What you have to do
Copy out every line of the records below exactly, omitting the pictures.

Listing

= = = =

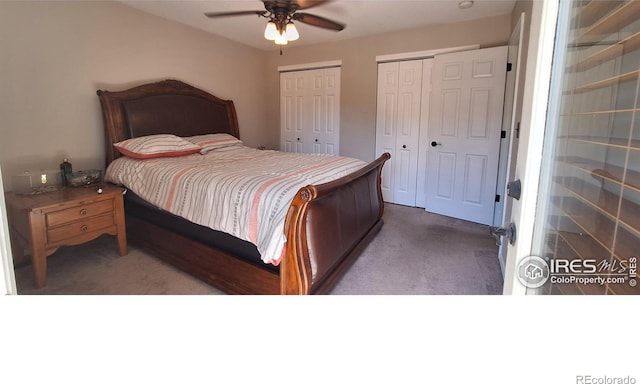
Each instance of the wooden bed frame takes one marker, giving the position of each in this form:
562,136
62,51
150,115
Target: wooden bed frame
327,225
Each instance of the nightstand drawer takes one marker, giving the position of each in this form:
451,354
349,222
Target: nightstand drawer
77,213
79,228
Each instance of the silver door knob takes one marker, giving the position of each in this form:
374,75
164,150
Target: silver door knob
508,231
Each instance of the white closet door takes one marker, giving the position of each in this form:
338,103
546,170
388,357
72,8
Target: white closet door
398,128
310,111
464,133
292,100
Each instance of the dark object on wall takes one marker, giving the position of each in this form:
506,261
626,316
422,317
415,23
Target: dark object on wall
65,169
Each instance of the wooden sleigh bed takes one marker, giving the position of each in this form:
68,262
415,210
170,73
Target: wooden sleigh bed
327,225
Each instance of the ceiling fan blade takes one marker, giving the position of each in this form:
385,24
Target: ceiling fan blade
237,13
318,21
306,4
293,4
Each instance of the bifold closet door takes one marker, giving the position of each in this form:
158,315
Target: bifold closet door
310,111
398,128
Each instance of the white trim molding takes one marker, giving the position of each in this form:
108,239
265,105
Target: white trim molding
304,67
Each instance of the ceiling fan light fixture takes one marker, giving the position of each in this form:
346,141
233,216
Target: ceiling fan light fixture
271,31
291,33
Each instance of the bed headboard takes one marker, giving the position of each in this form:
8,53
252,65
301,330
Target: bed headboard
168,106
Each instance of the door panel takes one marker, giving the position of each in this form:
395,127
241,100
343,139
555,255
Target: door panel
464,128
398,128
310,111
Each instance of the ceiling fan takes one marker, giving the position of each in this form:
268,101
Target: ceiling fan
281,14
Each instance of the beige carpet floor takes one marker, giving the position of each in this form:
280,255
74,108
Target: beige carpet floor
416,253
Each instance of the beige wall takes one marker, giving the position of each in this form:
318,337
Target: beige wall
359,71
55,55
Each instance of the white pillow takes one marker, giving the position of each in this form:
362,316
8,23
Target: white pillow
162,145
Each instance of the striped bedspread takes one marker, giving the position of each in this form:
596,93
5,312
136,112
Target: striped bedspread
239,190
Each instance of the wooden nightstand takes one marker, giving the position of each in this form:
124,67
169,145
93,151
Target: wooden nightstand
69,216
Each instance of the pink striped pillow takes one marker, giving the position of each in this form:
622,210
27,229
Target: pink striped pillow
163,145
213,141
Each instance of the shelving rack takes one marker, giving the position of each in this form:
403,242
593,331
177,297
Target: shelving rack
596,190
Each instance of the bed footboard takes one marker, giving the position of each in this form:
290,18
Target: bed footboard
328,226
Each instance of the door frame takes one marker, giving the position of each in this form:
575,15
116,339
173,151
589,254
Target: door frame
544,16
7,273
507,161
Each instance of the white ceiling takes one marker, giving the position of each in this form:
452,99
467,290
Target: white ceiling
361,17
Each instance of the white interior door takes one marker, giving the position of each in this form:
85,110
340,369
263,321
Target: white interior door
464,133
292,111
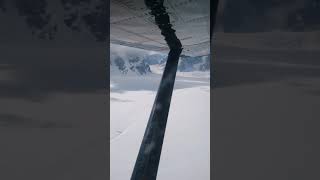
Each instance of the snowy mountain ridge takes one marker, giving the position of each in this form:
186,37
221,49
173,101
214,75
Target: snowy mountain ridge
155,63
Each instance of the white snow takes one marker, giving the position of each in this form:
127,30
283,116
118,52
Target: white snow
186,148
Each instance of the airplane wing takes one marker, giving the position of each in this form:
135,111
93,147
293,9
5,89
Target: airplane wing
132,25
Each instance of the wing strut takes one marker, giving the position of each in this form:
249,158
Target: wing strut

= = = =

Exercise output
Each instance of the wooden bed frame takes one marker, giving the position of each in this form:
562,136
62,51
150,115
Target: wooden bed frame
327,225
Each instance of the nightstand drawer takes one marker, giving the position of each in this form:
451,354
349,222
Target: nightstand drawer
77,213
79,228
Each instance of the silver door knob takes one marker, giving the position of each in this form:
374,75
164,150
Target: silver door knob
508,231
Each instance of the white closet door takes one marker, giving the position of each in this form:
338,103
546,170
388,357
72,8
Target: white closet door
398,128
310,111
464,133
292,100
Each instance of the dark object on wall takes one marker, giving the position of each in this form:
506,261
626,316
422,317
415,23
Target: dark object on wall
65,169
Each instance of the wooden sleigh bed takes one marker, giving the position of each in this form:
68,262
415,210
170,73
Target: wooden sleigh bed
327,225
Each instance of the ceiling fan blade takes one marker, giving the position of each in this form:
385,24
Target: ceiling fan blade
237,13
318,21
306,4
293,4
Each instance of the bifold closet door takes one marker, giving the position of each in this form:
158,315
Target: bifold closet door
310,111
398,128
Each instance of the white trim molding takes one marker, giving the position of each in this form:
108,239
265,105
Target: white trim molding
304,67
Each instance of the ceiling fan light fixture takes one marker, giving the position of each in this form:
346,141
233,216
Target: ceiling fan light fixture
271,31
291,33
Each instance of the bed headboard takes one marker, giving the position of each in this form:
8,53
252,65
301,330
Target: bed headboard
168,106
Each instance of the door panel takes one marker, giving the position of each in this form:
395,127
241,100
343,139
555,255
Target: door panel
464,128
398,128
310,111
Each instance of the ceiling fan takes one marker, giving the position of each in this form:
268,101
Target: ceiling fan
281,14
Each instance of the beige carpet floor takes one marker, giving the position of each in this form:
280,255
74,108
Target: beige carpet floor
416,253
Each instance of the beige wall takes one marker, giving the position of each in this form:
318,337
Target: beige wall
359,71
55,55
Each instance of the white pillow takes one marker, giving the position of each in this form:
362,316
8,23
Target: white pillow
162,145
Each instance of the striped bedspread takes one marker, giving the position of each in this form:
596,93
5,312
136,112
Target: striped bedspread
239,190
Each instance of the wooden nightstand takes one marker, giving the position of each in this form:
124,67
169,145
93,151
Target: wooden nightstand
69,216
Each instance of the pink striped pillow takes one marker, giving the position of each in this form:
622,210
27,229
Target: pink striped pillow
163,145
213,141
Each instance of the shelving rack takes one marker, giving the position of each in this form:
403,242
593,331
177,297
Target: shelving rack
596,190
Each instance of the bed footboard takes one marker, giving the position of each in this form:
290,18
Target: bed footboard
328,226
Each instance of the door frame takes one marker, giving the position of each in this form:
575,15
116,339
173,151
589,254
Target: door frame
544,16
7,273
507,161
Each instance of the white ceiling takes one marker, giving the position of each in this form:
452,99
467,290
Target: white ceiling
361,17
Each instance of the white interior door takes one marker, giving the position of each in this form:
85,110
340,369
263,321
Target: white interior door
464,133
292,111
Each instance of the snowy mountain ridge takes one marker, giving the position of each in this form:
186,37
221,49
173,101
214,75
Target: snowy mountain ridge
155,63
Each instance of the white snow takes one marker, giving the position of each in this form:
127,30
283,116
118,52
Target: white snow
186,148
Each instance of the airplane wing takes one marker, giving the position of each in this form:
135,111
93,147
293,9
5,89
Target: airplane wing
132,25
Each instance of the wing strut takes one marker, giving the position of each in this form:
249,158
Target: wing strut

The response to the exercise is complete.